■ Text
8 Emerging Trends in Container Orchestration - 2018 | Datadog

December 2018更新

Containerization is now officially mainstream. A quarter of Datadog's total customer base has adopted Docker and other container technologies, and half of the companies with more than 1,000 hosts have done so.

As containers take a more prominent place in the infrastructure landscape, we see our customers adding automation and orchestration to help manage their fleets of ephemeral containers. Across all infrastructure environments, our data shows increased usage of container orchestration technologies such as Kubernetes and Amazon Elastic Container Service (ECS). The companies running these technologies tend to have larger, far more dynamic deployments than companies running unorchestrated containers.

Now that all three major cloud providers offer a hosted Kubernetes service, we see significant usage of Kubernetes in AWS, Azure, and Google Cloud Platform. But, as you'll see below, Amazon ECS and the newly launched Amazon Fargate service remain the most popular choice in AWS. Read on for more insights and trends gathered from the real-world usage data of tens of thousands of organizations, running close to half a billion distinct containers.


Trend Number 1

Kubernetes orchestrates most GCP and Azure container environments

Over the past few years, we've seen Kubernetes steadily gaining in usage on every infrastructure platform, but nowhere has it been more popular than on Google Cloud Platform. Not only was Kubernetes originally developed at Google, but GCP has long offered a hosted Kubernetes service, now known as Google Kubernetes Engine (GKE). Of the organizations running containers in GCP, more than 85 percent orchestrate workloads with Kubernetes. In the Azure cloud, which has offered a managed Kubernetes service for about two years, roughly 65 percent of organizations using containers also run Kubernetes.

Trend Number 2

Kubernetes continues its steady rise in container environments globally

Kubernetes is everywhere. Not only do our customers run their own Kubernetes clusters in diverse infrastructure environments, but all three major cloud providers now offer a managed Kubernetes service as well. One third of our customers using containers now use Kubernetes, whether in self-managed clusters, or through a cloud service like Google Kubernetes Engine (GKE), Azure Kubernetes Service (AKS), or the new Amazon Elastic Container Service for Kubernetes (EKS). The graph below tracks Kubernetes usage across Datadog's entire customer base, whether in on-prem, public cloud, or private cloud environments.

Trend Number 3

ECS and Fargate hold a slight edge over Kubernetes in AWS environments

ECS has long been the first choice for container orchestration in the AWS cloud, and over the past year it has continued to see increased usage among companies running containers in AWS. With the recent launch of EKS, however, Amazon users now have more choice when it comes to managed services for their container infrastructure. For the first time, our data shows that Kubernetes is nearly as popular in the AWS cloud as ECS (including usage of AWS Fargate). The availability of EKS appears to be contributing to that trend—in the months after EKS launched, we saw a significant uptick in the number of AWS container organizations running Kubernetes.

Trend Number 4

Fargate already runs in 6% of AWS container environments

AWS Fargate allows customers to run containerized applications without having to manage a cluster of EC2 instances. In other words, Fargate applies the serverless model to container orchestration. In the past several months, as Fargate expanded to more AWS regions and added features, the service rapidly gained in usage among Datadog customers, and has already been adopted by 6 percent of AWS organizations using containers.

■ Problem set
**A)** Reproduce the part of the container orchestration report starting at "December 2018更新" and ending at "running unorchestrated containers.".
**B)** Decide whether each statement agrees with the container orchestration report, answering yes or no and quoting the deciding words: (i) More than 85 percent of organizations running containers in GCP use Kubernetes to orchestrate workloads. (ii) Half of the customers using containers now use Kubernetes. (iii) Fargate has been adopted by 10 percent of AWS organizations using containers.
**C)** Continue the container orchestration report, starting after its final sentence.

■ Data excerpts
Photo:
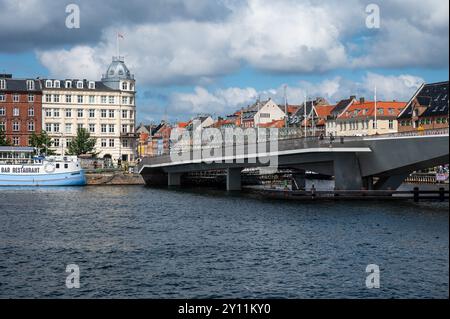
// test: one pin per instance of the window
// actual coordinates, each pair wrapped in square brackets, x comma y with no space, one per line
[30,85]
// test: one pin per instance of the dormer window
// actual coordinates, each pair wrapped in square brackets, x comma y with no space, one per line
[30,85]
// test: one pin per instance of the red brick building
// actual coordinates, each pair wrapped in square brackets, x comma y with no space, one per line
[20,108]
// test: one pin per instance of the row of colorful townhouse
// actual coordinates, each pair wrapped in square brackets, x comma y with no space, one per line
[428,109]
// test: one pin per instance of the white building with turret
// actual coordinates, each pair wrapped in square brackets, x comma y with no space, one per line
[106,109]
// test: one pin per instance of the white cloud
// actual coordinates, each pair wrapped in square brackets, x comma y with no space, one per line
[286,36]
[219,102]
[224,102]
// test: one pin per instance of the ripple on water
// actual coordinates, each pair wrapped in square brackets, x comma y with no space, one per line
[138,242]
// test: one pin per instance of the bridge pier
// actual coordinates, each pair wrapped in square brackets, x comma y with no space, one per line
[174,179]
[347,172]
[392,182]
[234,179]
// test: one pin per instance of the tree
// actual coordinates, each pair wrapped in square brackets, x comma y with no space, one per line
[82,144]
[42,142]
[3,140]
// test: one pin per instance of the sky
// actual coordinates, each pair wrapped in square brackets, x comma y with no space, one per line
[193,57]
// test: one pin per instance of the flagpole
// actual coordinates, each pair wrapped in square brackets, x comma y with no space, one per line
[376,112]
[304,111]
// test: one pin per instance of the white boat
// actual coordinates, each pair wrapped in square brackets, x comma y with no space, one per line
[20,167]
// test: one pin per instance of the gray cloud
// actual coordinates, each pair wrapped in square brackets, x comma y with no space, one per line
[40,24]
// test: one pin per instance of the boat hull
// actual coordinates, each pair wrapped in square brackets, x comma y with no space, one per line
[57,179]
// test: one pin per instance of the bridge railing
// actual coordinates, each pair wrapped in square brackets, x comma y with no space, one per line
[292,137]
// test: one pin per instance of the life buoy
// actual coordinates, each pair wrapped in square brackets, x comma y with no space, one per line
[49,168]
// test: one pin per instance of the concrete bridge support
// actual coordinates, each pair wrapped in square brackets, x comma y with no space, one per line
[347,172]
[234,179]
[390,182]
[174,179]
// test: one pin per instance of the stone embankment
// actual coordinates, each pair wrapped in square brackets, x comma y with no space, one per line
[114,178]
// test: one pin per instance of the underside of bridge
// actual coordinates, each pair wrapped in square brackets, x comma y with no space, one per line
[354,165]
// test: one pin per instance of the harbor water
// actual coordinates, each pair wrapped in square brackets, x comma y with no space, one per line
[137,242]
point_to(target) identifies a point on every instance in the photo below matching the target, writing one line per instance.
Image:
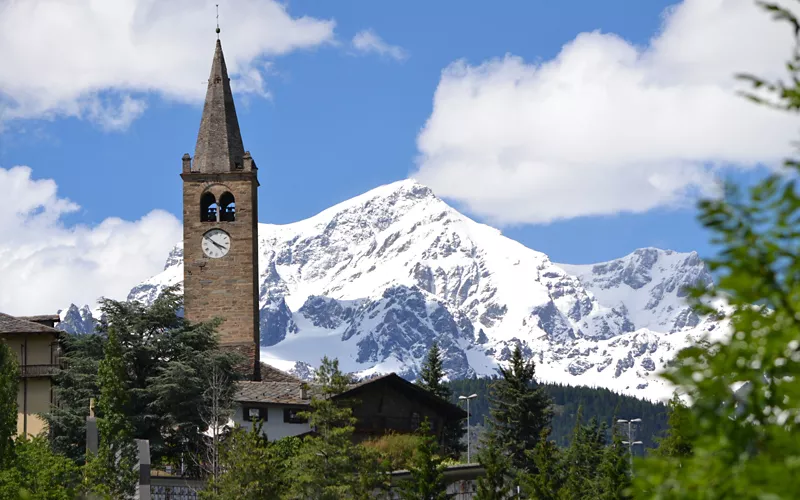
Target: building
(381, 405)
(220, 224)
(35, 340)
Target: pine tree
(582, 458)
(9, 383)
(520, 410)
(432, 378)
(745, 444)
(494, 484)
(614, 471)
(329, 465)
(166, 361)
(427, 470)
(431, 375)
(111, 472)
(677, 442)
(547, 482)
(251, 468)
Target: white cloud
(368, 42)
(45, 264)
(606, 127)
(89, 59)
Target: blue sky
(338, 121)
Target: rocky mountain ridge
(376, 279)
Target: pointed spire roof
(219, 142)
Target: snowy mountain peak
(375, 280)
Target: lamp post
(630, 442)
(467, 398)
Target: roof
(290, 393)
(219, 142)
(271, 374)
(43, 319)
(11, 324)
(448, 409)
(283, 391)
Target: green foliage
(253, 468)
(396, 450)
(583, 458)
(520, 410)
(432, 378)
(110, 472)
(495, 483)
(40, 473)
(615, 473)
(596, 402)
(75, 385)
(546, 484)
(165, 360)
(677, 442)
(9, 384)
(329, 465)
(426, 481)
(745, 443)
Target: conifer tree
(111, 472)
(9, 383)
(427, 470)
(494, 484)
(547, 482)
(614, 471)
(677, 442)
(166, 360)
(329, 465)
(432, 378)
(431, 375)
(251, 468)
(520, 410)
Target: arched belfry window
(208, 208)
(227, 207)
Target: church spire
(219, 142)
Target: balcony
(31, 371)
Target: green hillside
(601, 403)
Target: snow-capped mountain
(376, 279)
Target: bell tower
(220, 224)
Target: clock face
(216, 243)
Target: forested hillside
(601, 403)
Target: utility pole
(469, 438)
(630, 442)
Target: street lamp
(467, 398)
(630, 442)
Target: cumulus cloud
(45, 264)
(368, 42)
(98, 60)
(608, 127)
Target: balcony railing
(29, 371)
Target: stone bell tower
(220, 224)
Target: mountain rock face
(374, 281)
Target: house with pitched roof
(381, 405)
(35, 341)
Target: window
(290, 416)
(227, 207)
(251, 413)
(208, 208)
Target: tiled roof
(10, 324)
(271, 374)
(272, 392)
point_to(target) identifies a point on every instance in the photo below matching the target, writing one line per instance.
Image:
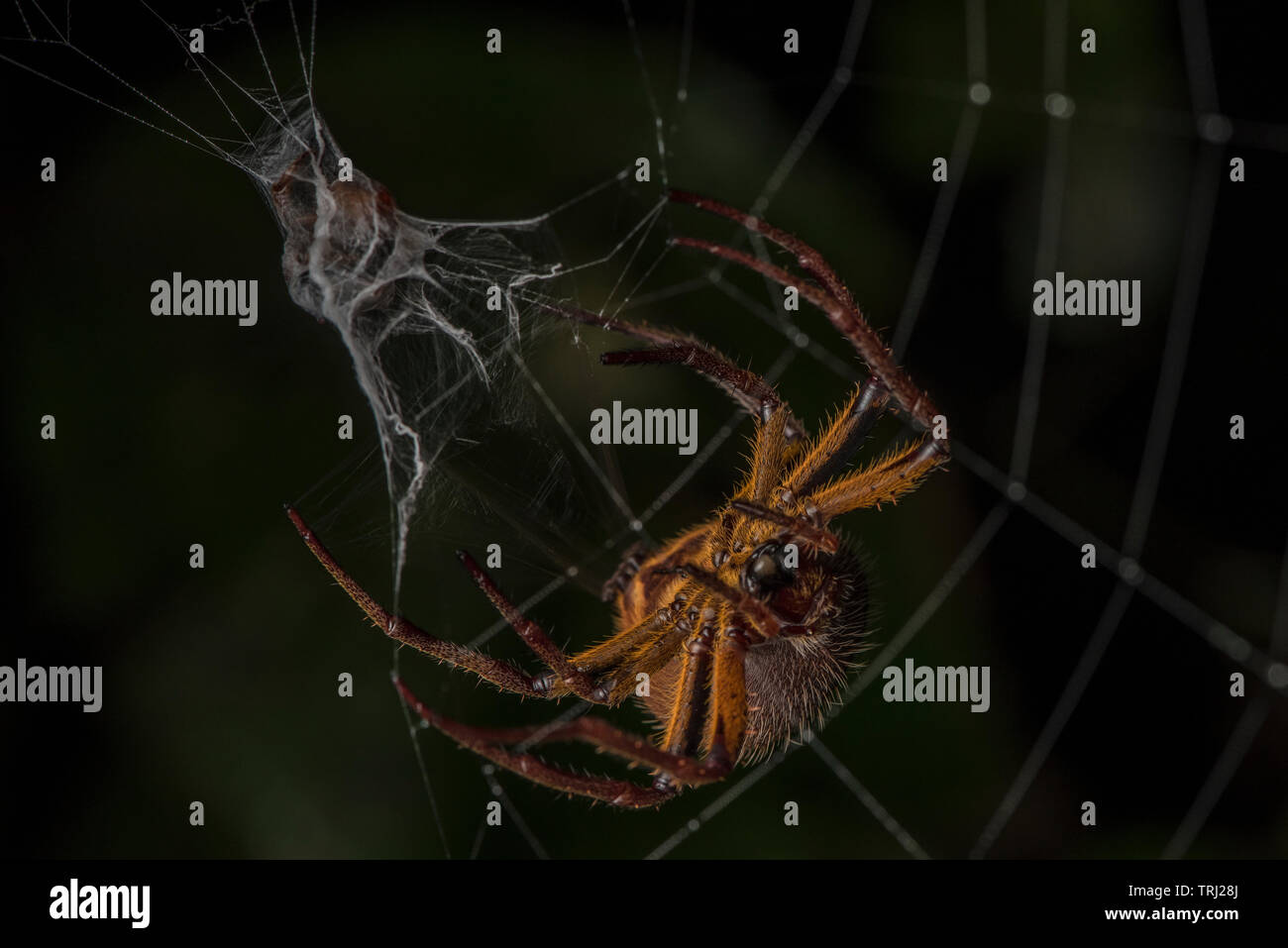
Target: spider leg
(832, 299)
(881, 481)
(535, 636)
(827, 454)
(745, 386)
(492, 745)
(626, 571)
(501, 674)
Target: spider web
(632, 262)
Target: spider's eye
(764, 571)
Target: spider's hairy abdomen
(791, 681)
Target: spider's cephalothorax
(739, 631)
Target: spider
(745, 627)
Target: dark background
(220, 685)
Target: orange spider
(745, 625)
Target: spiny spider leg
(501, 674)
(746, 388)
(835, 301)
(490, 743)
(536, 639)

■ Answers per task
**A)**
December 2018更新

Containerization is now officially mainstream. A quarter of Datadog's total customer base has adopted Docker and other container technologies, and half of the companies with more than 1,000 hosts have done so.

As containers take a more prominent place in the infrastructure landscape, we see our customers adding automation and orchestration to help manage their fleets of ephemeral containers. Across all infrastructure environments, our data shows increased usage of container orchestration technologies such as Kubernetes and Amazon Elastic Container Service (ECS). The companies running these technologies tend to have larger, far more dynamic deployments than companies running unorchestrated containers.

**B)**
(i) Yes: "Of the organizations running containers in GCP, more than 85 percent orchestrate workloads with Kubernetes."
(ii) No: "One third of our customers using containers now use Kubernetes"
(iii) No: "has already been adopted by 6 percent of AWS organizations using containers."

**C)**
Trend Number 5

Increasingly, organizations orchestrate their containers from the start

More and more, orchestration is being considered an essential feature of a container deployment. Half of all container organizations now run one or more orchestration technologies, and a significant number of these companies included orchestration in their initial container deployment. Our data shows that more than 40 percent of organizations run Kubernetes or ECS when they first start using containers, with smaller numbers of organizations deploying containers with Fargate, Nomad, or Mesos from the start.

Trend Number 6

Kubernetes users run far more NGINX and other off-the-shelf images

In Kubernetes clusters, we see widespread deployment of container images for common infrastructure technologies like NGINX, Postgres, and Elasticsearch, with NGINX appearing in two thirds of Kubernetes environments. These same images tend to appear in unorchestrated environments as well, albeit in smaller numbers. But in ECS clusters, our research shows very little adoption of common, publicly available container images: only NGINX appears in more than 10 percent of ECS environments. We hypothesize that many AWS users rely on services such as Amazon Relational Database Service and Simple Queue Service instead of running containerized infrastructure components such as Postgres or RabbitMQ. Therefore, containers running in ECS may be more narrowly focused on business logic rather than infrastructure.

Trend Number 7

Most Kubernetes containers run a single process

The official Docker best practices guide notes that running one process per container is a "good rule of thumb" to ensure modularity, but is not always practical or attainable. For instance, containers can be spun up with an additional init process, and some technologies such as Apache server spawn multiple processes by design.

When we examined the number of processes running in each container, we observed a clear difference between Kubernetes workloads and containers running in ECS or without orchestration. Whereas most ECS or unorchestrated containers run multiple processes, a slight majority of Kubernetes containers run only one process.

This fact, along with the fact that we see more usage of off-the-shelf container images in Kubernetes clusters, indicates that Kubernetes users tend to build their infrastructure from standard, highly modular components rather than from more customized container images. We see a similar, though subtler, trend in the number of containers in each deployed unit of work—our data shows that Kubernetes pods tend to run slightly fewer containers than ECS or Fargate tasks.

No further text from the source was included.